■ **Excerpted passage**:
:::

The association between HLA-B variants and amoxicillin-induced severe cutaneous adverse reactions in Chinese han population

Background: Amoxicillin (AMX) is among the most prescribed and the best tolerated antimicrobials worldwide. However, it can occasionally trigger severe cutaneous adverse reactions (SCAR) with a significant morbidity and mortality. The genetic factors that may be relevant to AMX-induced SCAR (AMX-SCAR) remain unclear. Identification of the genetic risk factor may prevent patients from the risk of AMX exposure and resume therapy with other falsely implicated drugs.

Methodology: Four patients with AMX-SCAR, 1,000 population control and 100 AMX-tolerant individuals were enrolled in this study. Both exome-wide and HLA-based association studies were conducted. Molecular docking analysis was employed to simulate the interactions between AMX and risk HLA proteins.

:::

■ **Given material**:
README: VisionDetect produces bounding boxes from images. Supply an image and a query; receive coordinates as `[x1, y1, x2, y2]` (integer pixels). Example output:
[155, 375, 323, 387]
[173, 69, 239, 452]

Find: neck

:::

■ **Exercise instructions**: In the abstract on HLA-B variants and amoxicillin-induced skin reactions, what technique was used to simulate the interactions between amoxicillin and the risk HLA proteins?

■ **Solution for this exercise**: Molecular docking analysis.